Da qualche giorno New York è sotto lo scacco di una nuova variante del Covid che si sta rapidamente espandendo in città, immobilizzando i cittadini e costringendo i governanti ad adottare misure di emergenza per contrastare il fenomeno.
La variante newyorkese, altresì rinominata B.1.526, è stata isolata durante lo scorso novembre e si differenzia anche dalla variante californiana già nota. Come quella inglese, si presenta più aggressiva e più rapidamente trasmissibile, pertanto è necessario usare massima precauzione e non sottovalutarne gli effetti. Ma rispetto a quella scoperta in Gran Bretagna, questa variante ha una caratteristica che fa più paura.
A lanciare l’allarme – nonché a rendere il mondo consapevole di quanto sta accadendo nella metropoli statunitense – ci ha pensato il New York Times, che ha citato dei nuovi studi che descrivono la mutazione. Attualmente la variante in questione rappresenta il 27% delle sequenze virali afferenti alla città di New York, depositate nel database GISAID.
Negli studi menzionati, gli esperti hanno isolato due versioni della mutazione.
In un caso, la modifica spontanea del genoma virale è identificata come E484K sulla proteina Spike del virus: questo risulta particolarmente allarmante, perché in questo modo il patogeno potrebbe essere capace di eludere in parte le difese immunitarie preesistenti o create grazie al vaccino.Nel secondo caso, invece, la mutazione S477N può modificare invece l’aggressività del virus nei confronti delle cellule umane.

Dati registrati:

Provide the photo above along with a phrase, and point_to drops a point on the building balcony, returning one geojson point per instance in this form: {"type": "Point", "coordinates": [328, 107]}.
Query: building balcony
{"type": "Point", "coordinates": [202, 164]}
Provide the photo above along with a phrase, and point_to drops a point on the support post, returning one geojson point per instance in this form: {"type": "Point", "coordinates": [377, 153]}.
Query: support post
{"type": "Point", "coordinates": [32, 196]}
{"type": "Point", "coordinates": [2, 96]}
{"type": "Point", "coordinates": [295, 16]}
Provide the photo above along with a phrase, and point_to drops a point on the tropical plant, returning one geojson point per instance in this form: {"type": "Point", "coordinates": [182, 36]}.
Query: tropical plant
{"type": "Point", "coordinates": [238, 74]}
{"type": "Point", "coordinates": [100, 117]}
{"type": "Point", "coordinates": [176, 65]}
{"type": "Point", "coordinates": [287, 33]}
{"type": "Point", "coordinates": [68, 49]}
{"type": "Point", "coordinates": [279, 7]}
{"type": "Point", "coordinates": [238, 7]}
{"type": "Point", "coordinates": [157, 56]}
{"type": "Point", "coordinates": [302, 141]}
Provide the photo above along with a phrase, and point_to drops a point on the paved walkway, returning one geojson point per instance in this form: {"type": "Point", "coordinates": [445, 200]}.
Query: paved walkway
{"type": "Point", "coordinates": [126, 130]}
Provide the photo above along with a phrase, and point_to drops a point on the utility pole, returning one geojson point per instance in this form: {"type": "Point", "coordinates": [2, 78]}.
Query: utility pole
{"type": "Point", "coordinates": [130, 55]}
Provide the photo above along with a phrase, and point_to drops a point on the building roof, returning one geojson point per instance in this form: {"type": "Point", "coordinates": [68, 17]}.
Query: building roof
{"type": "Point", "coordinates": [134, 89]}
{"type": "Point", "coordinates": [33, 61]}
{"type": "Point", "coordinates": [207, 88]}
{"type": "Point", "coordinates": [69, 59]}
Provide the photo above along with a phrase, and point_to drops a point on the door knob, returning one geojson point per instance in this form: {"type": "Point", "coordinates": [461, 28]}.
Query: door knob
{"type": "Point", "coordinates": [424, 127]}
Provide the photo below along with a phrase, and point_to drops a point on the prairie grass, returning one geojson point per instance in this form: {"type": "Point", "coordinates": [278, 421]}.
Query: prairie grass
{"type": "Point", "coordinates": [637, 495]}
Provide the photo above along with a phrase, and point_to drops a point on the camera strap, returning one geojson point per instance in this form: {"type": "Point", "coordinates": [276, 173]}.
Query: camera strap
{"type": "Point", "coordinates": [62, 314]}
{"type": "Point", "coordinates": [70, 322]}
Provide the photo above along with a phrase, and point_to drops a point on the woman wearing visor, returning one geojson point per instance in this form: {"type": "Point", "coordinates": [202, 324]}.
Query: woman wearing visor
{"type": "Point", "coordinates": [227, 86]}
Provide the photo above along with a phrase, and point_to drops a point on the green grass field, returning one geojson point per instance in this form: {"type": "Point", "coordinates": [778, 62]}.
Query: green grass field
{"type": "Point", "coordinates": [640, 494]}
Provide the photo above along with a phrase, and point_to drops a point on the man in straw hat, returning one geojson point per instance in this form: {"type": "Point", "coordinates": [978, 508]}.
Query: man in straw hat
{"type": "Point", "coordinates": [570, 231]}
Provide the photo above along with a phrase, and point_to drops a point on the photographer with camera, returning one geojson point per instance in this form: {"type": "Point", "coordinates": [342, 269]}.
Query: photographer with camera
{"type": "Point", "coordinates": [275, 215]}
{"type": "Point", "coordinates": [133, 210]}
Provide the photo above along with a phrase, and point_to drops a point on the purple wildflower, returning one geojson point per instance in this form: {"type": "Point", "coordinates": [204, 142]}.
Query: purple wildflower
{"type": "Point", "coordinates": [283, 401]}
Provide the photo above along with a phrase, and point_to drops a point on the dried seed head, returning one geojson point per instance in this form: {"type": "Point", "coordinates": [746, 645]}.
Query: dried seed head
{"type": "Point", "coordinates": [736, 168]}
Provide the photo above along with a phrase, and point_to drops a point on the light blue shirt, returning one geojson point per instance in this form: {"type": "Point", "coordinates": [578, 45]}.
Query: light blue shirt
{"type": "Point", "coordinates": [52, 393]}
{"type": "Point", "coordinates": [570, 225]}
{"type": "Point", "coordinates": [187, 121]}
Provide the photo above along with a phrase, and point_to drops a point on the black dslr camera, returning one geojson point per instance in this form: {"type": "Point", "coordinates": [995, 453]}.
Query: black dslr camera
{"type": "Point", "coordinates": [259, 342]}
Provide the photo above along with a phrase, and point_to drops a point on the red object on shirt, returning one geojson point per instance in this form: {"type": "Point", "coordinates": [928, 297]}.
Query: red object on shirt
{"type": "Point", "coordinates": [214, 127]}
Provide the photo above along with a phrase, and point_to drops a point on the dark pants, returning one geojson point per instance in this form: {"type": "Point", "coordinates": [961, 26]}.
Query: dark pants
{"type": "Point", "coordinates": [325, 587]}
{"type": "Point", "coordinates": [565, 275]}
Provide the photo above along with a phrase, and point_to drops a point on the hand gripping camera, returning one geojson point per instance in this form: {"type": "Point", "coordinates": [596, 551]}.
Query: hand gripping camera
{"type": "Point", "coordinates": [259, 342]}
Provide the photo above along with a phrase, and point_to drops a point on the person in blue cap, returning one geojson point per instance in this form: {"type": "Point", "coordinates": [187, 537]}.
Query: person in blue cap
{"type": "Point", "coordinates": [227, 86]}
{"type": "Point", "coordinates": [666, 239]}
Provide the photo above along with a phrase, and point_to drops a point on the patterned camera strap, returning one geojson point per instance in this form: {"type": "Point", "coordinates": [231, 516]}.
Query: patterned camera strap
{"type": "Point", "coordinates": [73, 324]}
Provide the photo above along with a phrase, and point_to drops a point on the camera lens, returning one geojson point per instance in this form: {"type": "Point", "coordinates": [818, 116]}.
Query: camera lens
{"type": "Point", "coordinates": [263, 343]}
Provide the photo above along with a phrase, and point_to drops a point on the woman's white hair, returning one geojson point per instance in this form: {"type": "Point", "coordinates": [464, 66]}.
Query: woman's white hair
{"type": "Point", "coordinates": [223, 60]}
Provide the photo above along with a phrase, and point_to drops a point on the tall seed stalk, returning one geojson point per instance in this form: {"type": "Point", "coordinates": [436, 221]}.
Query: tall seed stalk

Attività da svolgere:
a. Stabilisca se ciascuna affermazione concorda con il testo sulla variante newyorkese del Covid, rispondendo sì o no e citando testualmente le parole decisive. (i) La variante newyorkese è stata isolata lo scorso novembre. (ii) La variante rappresenta la metà delle sequenze virali di New York depositate nel database GISAID. (iii) La mutazione S477N può modificare l'aggressività del virus nei confronti delle cellule umane.
b. Risponda alle seguenti domande in base al testo sulla variante newyorkese del Covid.
(i) Con quale sigla è stata rinominata la variante newyorkese?
(ii) Quale testata ha lanciato l'allarme citando nuovi studi?
(iii) Su quale proteina del virus è identificata la modifica E484K?
I record riportati non hanno alcuna relazione con il testo.

Soluzioni:
a.
(i) Sì: "è stata isolata durante lo scorso novembre".
(ii) No: "rappresenta il 27% delle sequenze virali afferenti alla città di New York".
(iii) Sì: "la mutazione S477N può modificare invece l’aggressività del virus nei confronti delle cellule umane".

b.
(i) B.1.526.
(ii) Il New York Times.
(iii) Sulla proteina Spike.